What you should do: Would you transcribe all of the data exactly, down to the last character?

Stored data:
= = = = = = =
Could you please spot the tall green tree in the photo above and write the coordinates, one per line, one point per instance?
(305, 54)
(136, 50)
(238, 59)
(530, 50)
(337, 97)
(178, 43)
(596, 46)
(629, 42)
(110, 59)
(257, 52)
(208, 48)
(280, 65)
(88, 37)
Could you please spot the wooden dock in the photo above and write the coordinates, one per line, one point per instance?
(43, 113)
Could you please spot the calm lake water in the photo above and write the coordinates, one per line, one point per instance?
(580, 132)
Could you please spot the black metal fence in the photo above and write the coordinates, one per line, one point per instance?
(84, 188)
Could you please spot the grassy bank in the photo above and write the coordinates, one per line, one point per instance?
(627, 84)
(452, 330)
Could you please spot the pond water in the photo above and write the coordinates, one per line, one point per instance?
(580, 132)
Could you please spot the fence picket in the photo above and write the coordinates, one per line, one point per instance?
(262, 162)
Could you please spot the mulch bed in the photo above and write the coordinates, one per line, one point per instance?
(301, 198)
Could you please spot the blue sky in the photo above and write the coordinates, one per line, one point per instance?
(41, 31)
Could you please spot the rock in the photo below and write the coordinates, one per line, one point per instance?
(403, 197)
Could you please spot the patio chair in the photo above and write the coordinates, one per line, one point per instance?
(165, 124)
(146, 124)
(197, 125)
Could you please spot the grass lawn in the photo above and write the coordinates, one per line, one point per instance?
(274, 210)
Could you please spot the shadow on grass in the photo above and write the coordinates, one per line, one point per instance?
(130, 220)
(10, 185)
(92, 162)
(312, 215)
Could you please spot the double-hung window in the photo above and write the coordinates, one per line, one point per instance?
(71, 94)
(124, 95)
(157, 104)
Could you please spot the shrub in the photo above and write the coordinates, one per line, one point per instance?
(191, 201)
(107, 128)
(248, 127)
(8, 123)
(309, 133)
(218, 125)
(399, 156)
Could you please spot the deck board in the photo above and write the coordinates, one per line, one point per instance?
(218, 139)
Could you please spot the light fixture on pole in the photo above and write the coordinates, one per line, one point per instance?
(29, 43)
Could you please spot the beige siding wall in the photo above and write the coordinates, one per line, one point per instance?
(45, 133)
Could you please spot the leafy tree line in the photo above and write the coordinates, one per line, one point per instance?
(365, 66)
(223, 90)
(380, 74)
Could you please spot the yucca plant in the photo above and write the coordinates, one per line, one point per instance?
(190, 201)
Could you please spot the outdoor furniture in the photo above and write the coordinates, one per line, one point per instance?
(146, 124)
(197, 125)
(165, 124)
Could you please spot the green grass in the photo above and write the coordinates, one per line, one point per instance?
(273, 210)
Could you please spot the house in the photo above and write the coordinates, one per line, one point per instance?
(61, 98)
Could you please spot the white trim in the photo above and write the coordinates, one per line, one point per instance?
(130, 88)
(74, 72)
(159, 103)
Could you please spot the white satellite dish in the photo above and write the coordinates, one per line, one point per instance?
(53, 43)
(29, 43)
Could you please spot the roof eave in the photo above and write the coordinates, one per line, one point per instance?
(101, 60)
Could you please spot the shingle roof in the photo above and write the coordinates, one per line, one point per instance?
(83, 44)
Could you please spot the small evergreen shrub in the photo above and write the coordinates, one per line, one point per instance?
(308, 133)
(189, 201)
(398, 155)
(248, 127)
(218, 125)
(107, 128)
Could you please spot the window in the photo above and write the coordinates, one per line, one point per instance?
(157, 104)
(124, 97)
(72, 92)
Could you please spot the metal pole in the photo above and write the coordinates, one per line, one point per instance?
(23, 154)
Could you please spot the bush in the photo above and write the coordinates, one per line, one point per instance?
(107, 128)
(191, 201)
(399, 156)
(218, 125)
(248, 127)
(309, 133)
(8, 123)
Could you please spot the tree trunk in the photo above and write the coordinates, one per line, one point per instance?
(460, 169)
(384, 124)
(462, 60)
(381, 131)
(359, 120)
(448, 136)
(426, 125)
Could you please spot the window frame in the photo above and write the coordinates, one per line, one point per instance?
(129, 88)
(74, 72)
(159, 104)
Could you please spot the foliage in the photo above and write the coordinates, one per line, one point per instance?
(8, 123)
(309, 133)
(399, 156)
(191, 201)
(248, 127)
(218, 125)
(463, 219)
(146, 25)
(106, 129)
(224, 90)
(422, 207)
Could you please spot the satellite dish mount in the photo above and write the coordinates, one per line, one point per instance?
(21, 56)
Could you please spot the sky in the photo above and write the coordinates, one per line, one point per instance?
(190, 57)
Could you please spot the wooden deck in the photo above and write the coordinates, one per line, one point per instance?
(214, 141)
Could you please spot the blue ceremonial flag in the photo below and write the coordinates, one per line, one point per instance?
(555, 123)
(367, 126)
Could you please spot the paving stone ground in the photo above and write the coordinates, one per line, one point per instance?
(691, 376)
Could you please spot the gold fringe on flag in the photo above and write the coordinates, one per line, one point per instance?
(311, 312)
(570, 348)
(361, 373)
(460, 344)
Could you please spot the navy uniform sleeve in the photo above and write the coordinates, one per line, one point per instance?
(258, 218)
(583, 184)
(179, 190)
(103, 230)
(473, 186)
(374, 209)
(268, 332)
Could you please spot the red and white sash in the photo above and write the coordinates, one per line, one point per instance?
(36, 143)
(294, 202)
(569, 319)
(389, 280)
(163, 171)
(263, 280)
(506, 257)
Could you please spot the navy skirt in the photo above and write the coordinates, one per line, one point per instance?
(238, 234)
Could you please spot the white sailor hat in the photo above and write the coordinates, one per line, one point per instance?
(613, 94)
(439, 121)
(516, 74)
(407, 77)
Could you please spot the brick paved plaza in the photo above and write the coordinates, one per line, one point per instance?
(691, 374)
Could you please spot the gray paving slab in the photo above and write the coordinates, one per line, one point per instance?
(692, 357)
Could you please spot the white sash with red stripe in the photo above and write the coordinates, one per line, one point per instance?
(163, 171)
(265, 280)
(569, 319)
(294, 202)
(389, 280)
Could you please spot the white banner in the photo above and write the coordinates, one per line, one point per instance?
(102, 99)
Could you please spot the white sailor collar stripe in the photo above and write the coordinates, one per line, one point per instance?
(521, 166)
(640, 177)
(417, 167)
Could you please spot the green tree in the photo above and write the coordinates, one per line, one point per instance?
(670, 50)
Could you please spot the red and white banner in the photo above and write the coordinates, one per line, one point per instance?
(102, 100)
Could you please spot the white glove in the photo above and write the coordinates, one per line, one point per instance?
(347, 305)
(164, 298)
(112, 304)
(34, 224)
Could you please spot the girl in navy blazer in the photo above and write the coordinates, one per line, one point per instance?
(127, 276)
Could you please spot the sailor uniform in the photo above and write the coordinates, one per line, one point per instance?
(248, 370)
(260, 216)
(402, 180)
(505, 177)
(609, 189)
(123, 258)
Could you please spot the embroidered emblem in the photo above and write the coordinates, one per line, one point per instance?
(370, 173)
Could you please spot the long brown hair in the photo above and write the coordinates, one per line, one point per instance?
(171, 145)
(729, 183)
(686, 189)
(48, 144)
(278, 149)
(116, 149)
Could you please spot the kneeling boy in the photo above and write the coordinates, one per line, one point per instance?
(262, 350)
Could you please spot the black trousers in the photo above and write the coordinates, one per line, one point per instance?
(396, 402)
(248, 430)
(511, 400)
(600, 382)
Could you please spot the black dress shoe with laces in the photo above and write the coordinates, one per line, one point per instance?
= = = = = = =
Answer area:
Could you please spot the tall green tree in the photo above and write the coordinates, one per line, one point per instance?
(305, 54)
(136, 50)
(238, 59)
(530, 50)
(337, 97)
(178, 43)
(596, 46)
(629, 42)
(110, 59)
(257, 52)
(208, 48)
(280, 65)
(88, 37)
Could you please spot the wooden dock in the photo above and write the coordinates, one per line, one point per instance?
(43, 113)
Could you please spot the calm lake water in the photo above and write the coordinates, one per line, one point per instance?
(580, 132)
Could you please spot the black metal fence in the photo above and write the coordinates, one per line, one point per instance?
(84, 188)
Could you please spot the grassy bank in the photo above and write the coordinates, one per line, one point per instance?
(627, 84)
(452, 330)
Could you please spot the pond water in the photo above and write the coordinates, one per line, one point per instance?
(580, 132)
Could you please spot the fence picket in the photo above and write the coordinates, one per line, one point per instance?
(262, 162)
Could you please spot the mulch bed in the photo above and write the coordinates, one per line, one point per instance?
(301, 198)
Could you please spot the blue sky in the photo above and write the coordinates, one per line, one point per instance?
(41, 31)
Could you please spot the rock in the photo below and write the coordinates, one per line, one point per instance?
(403, 197)
Could you please spot the patio chair in the photo above and write the coordinates, one per line, one point per instance?
(165, 124)
(146, 124)
(197, 125)
Could you please spot the grass lawn in the photo above and write the coordinates, one per line, one point per instance?
(274, 210)
Could you please spot the shadow on grass in the photo above and write the coordinates, one per line, one point per instance?
(130, 220)
(10, 185)
(92, 162)
(312, 215)
Could you please spot the double-hung window in the photo above and write the coordinates, one per line, one point per instance?
(71, 94)
(124, 95)
(157, 104)
Could you please spot the shrub in the photo above and write the coordinates, one per line, one point per instance?
(191, 201)
(107, 128)
(248, 127)
(8, 123)
(309, 133)
(218, 125)
(399, 156)
Could you please spot the deck board in the photo above and write the coordinates, one per line, one point per instance?
(218, 139)
Could you please spot the light fixture on pole in the photo above and write the coordinates, one per line, one point per instance?
(29, 43)
Could you please spot the beige siding wall in the photo above and write the coordinates, one per line, one point per instance?
(45, 133)
Could you please spot the leafy tree line in the photo above and write the coordinates, one per line, one point per instance?
(365, 66)
(223, 90)
(380, 74)
Could you please spot the yucca plant in the photo above and write the coordinates, one per line, one point per instance?
(190, 201)
Could you please spot the outdoor furniture in the photo above and write the coordinates, one per line, one point per instance?
(146, 124)
(197, 125)
(165, 124)
Could you please spot the green grass in the photo above and write the coordinates, one per line, one point per instance?
(273, 210)
Could you please spot the house in the photo above and write the coordinates, one per line, one point per instance?
(61, 98)
Could you please spot the white trim in the photo above and write the coordinates, one per line, one point per instance?
(130, 88)
(74, 72)
(159, 103)
Could you please spot the white satellite dish in the photo above and write the coordinates, one per line, one point per instance?
(53, 43)
(29, 43)
Could you please spot the roof eave in the photo above and write the coordinates, one per line, one point per instance?
(101, 60)
Could you please spot the shingle roof in the photo above and write the coordinates, one per line, one point per instance?
(83, 44)
Could you please spot the small evergreen shrub in the photo above and write the coordinates, one per line, one point per instance?
(308, 133)
(189, 201)
(398, 155)
(248, 127)
(218, 125)
(107, 128)
Could you please spot the window in the photo above and write the coordinates, one per line, one point per instance?
(157, 104)
(124, 97)
(72, 92)
Could you please spot the metal pole in the photo above and write the coordinates, one per line, one point per instance?
(23, 154)
Could you please spot the bush in the photo above and write the coordinates, one per line, one point per instance?
(107, 128)
(191, 201)
(399, 156)
(218, 125)
(248, 127)
(309, 133)
(8, 123)
Could you please spot the tree trunk in the photo above and write the coordinates, one per line, one point per instance?
(460, 169)
(384, 124)
(462, 60)
(381, 131)
(359, 120)
(448, 136)
(426, 125)
Could you please spot the window frame in the photo above and write the coordinates, one per line, one point per instance?
(129, 88)
(74, 72)
(159, 104)
Could you please spot the foliage in the photo above and write the coordinates, one per line, one point per instance?
(8, 123)
(309, 133)
(399, 156)
(191, 201)
(248, 127)
(218, 125)
(463, 219)
(146, 25)
(106, 129)
(224, 90)
(422, 207)
Could you please spot the satellite dish mount in the photo above and write the coordinates, one per line, one point per instance?
(21, 56)
Could you please spot the sky in the photo above and write the coordinates, one per line, one point per instance?
(190, 57)
Could you please spot the wooden deck in the photo above and write the coordinates, one per line, one point per instance?
(214, 141)
Could you please spot the blue ceremonial flag in the photo below and write the coordinates, one per line, one point per instance?
(555, 123)
(367, 126)
Could you please spot the paving stone ground in the photo above and write the coordinates, one per line, one point per instance?
(691, 376)
Could you please spot the gold fringe on flag in the photo above and write the coordinates, one per line, one point per instance?
(311, 312)
(570, 348)
(361, 373)
(460, 344)
Could you please spot the navy uniform sleeve in the photo above and write the coordinates, one per line, one point per instance?
(258, 218)
(583, 184)
(179, 190)
(103, 230)
(473, 186)
(374, 209)
(268, 332)
Could you please spot the red and white sash in the photo above and write the coordinates, one per line, one point per instance?
(36, 143)
(294, 202)
(569, 319)
(389, 280)
(163, 171)
(263, 280)
(506, 257)
Could you please spot the navy skirt in the photo above and write the coordinates, one per line, one point per instance?
(238, 234)
Could you please spot the white sailor hat in the photo above and write the coordinates, one per line, one point per instance?
(613, 94)
(439, 121)
(516, 74)
(407, 77)
Could you please spot the brick paved plaza in the photo above and write the coordinates, one per line, one point per instance?
(691, 374)
Could you please spot the gray paving slab in the photo above and write the coordinates, one per line, one point per instance?
(692, 357)
Could you please spot the white sash with red stripe in the photo above and write the coordinates, one per line, one point per instance?
(163, 171)
(265, 280)
(569, 319)
(294, 202)
(389, 280)
Could you please spot the white banner in the photo above and write the coordinates, one per line, one point per instance?
(102, 99)
Could you please spot the white sailor collar stripe in the photo above and write the coordinates, one per line, one point per instance?
(521, 166)
(640, 177)
(417, 167)
Could you please spot the green tree in the photo above and write the coordinates, one per line, one point per instance?
(670, 50)
Could you please spot the red and white banner in the photo above and write the coordinates, one per line, one point per instance?
(102, 100)
Could you please spot the white glove in the photo above and write the coordinates, one per line, one point per instance?
(347, 305)
(164, 298)
(112, 304)
(34, 224)
Could you please spot the girl in navy blazer in the photo above and write the coordinates, one per line, one point per instance?
(127, 276)
Could you please spot the sailor uniform in the photo above and write the coordinates, one per line, one point per instance?
(248, 370)
(260, 216)
(402, 180)
(505, 177)
(609, 189)
(123, 258)
Could you please spot the embroidered emblem in the photo above and write the coordinates, one per line, one point per instance?
(370, 173)
Could you please spot the long brown hair in the photo above and write the coordinates, one per line, one point per instance?
(171, 145)
(729, 183)
(686, 189)
(48, 144)
(278, 149)
(116, 149)
Could you please spot the kneeling boy in the photo above and write the coordinates, one per line, one point per instance?
(262, 350)
Could you please spot the black trousers in the photo above and write the coordinates, one per line, one point per instance?
(396, 402)
(248, 430)
(511, 400)
(600, 382)
Could you please spot the black dress shoe with laces in the photo above and write the coordinates, one per line, one point per instance?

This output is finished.